[[ The input open ]]

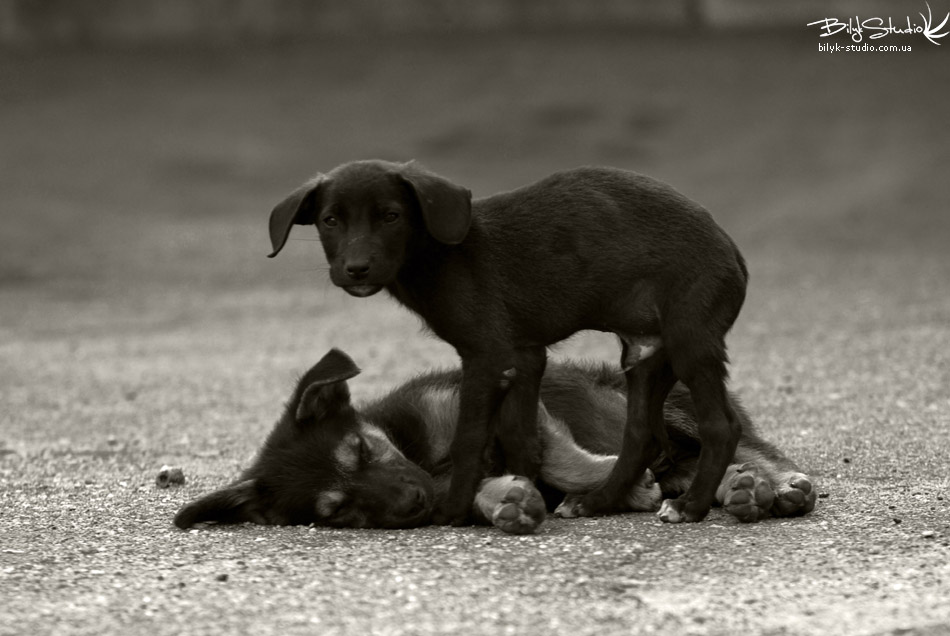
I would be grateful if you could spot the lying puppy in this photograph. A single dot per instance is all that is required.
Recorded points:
(501, 278)
(386, 464)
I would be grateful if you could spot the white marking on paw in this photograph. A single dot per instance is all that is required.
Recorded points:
(667, 513)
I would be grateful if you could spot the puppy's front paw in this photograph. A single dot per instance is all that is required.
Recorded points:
(796, 496)
(521, 509)
(746, 495)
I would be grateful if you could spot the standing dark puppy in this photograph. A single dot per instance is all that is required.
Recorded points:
(502, 278)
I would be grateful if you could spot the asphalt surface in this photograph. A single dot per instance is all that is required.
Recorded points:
(141, 325)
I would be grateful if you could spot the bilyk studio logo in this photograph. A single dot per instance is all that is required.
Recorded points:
(877, 28)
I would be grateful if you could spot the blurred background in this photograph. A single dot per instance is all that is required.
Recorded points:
(144, 143)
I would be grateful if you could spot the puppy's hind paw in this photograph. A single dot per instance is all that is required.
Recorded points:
(795, 497)
(521, 509)
(745, 494)
(571, 507)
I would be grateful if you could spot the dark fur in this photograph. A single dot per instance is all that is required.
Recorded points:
(297, 478)
(503, 277)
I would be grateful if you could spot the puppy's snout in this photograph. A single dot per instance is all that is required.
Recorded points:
(357, 270)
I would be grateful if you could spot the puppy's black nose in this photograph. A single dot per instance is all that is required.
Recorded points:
(357, 271)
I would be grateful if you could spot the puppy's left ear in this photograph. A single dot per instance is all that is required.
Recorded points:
(323, 389)
(299, 208)
(446, 207)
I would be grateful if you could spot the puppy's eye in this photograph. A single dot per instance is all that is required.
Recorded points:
(365, 452)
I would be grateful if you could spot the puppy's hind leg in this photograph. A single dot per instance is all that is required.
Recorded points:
(649, 381)
(719, 431)
(518, 415)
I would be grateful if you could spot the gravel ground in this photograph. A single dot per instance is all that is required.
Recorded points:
(141, 326)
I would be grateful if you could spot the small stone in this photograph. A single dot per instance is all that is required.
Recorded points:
(169, 476)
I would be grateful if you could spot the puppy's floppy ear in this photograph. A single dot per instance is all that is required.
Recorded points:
(299, 208)
(446, 207)
(236, 503)
(323, 388)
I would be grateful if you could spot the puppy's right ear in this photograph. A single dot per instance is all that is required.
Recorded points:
(299, 208)
(323, 389)
(236, 503)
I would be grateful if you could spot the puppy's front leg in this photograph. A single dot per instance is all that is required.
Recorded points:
(481, 391)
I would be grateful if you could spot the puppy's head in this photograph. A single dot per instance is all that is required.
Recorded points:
(370, 215)
(323, 464)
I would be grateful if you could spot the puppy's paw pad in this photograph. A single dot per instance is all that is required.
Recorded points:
(521, 509)
(671, 512)
(796, 497)
(748, 497)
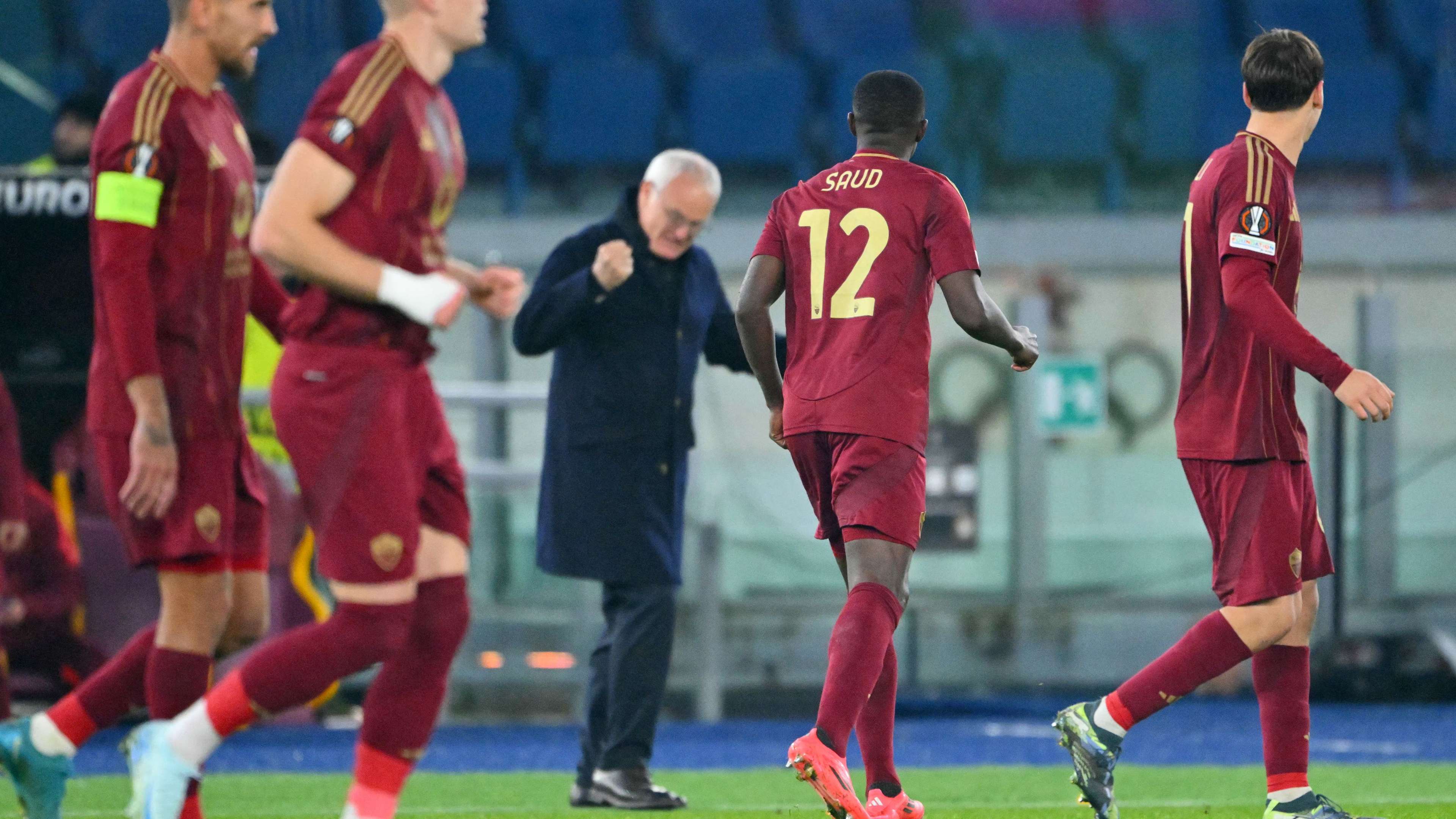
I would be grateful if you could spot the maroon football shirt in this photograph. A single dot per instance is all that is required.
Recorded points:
(174, 278)
(1241, 238)
(863, 247)
(400, 136)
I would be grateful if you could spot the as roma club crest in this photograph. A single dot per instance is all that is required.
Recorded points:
(1256, 221)
(388, 550)
(209, 522)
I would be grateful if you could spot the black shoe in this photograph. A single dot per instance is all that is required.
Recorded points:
(632, 789)
(583, 796)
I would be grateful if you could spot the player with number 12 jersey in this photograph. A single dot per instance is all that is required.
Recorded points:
(858, 251)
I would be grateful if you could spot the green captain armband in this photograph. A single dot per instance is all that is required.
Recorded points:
(123, 197)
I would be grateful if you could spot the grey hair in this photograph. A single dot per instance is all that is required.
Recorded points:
(678, 161)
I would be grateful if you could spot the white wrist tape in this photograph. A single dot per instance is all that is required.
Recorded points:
(421, 298)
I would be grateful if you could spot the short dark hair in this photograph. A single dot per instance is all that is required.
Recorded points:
(889, 102)
(1282, 67)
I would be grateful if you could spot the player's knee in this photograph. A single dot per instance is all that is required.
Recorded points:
(372, 633)
(442, 615)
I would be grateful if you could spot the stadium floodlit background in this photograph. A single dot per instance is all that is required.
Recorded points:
(1064, 560)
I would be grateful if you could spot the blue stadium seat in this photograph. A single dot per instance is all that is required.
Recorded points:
(309, 25)
(693, 30)
(1362, 117)
(1443, 116)
(284, 86)
(1057, 113)
(487, 97)
(25, 40)
(1170, 101)
(749, 111)
(940, 102)
(1425, 30)
(1219, 110)
(1340, 28)
(832, 30)
(118, 36)
(602, 111)
(545, 31)
(27, 126)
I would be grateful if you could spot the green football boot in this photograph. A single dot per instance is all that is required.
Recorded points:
(40, 779)
(1308, 806)
(1094, 755)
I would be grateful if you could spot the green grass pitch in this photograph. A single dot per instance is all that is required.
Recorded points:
(1395, 792)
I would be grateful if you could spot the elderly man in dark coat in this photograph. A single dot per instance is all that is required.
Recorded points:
(628, 305)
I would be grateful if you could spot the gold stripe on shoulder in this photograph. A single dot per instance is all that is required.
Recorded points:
(143, 102)
(383, 66)
(1248, 186)
(370, 100)
(164, 98)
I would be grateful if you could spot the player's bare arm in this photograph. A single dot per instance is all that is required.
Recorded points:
(152, 483)
(979, 315)
(308, 187)
(762, 288)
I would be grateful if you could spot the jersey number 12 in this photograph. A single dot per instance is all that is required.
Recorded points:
(846, 304)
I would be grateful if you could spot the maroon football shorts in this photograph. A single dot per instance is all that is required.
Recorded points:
(861, 487)
(1265, 524)
(373, 454)
(219, 519)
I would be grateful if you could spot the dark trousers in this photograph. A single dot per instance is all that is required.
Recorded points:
(628, 677)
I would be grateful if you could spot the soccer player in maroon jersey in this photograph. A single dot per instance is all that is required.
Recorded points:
(174, 282)
(1243, 444)
(858, 250)
(359, 209)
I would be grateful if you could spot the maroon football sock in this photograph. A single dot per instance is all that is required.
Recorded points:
(1209, 649)
(404, 701)
(877, 728)
(175, 679)
(107, 696)
(864, 630)
(298, 665)
(1282, 684)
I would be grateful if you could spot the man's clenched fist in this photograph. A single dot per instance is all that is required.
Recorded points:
(613, 264)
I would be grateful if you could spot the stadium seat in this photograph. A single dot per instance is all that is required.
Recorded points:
(1057, 114)
(487, 97)
(309, 25)
(118, 36)
(25, 40)
(749, 111)
(602, 111)
(545, 31)
(940, 104)
(1443, 116)
(284, 86)
(1425, 30)
(1340, 28)
(833, 30)
(1362, 116)
(695, 30)
(28, 129)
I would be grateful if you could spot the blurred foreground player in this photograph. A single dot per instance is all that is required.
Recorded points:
(38, 595)
(359, 209)
(1243, 444)
(174, 282)
(858, 251)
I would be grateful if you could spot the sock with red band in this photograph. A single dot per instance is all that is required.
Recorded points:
(404, 701)
(1282, 684)
(98, 701)
(1209, 649)
(877, 729)
(290, 671)
(864, 629)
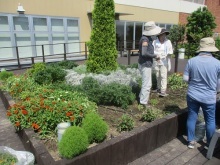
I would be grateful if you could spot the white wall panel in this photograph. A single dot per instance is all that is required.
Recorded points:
(169, 5)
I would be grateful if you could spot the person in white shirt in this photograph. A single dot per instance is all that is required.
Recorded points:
(162, 48)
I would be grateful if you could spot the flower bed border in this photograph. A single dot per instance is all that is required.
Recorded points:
(120, 150)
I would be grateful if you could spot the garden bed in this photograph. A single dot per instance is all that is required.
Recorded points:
(121, 148)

[[ The input closed ]]

About this exercise: Your answer must be the count of lines in the data that contain "hair", with no added words.

Response for this exercise: 2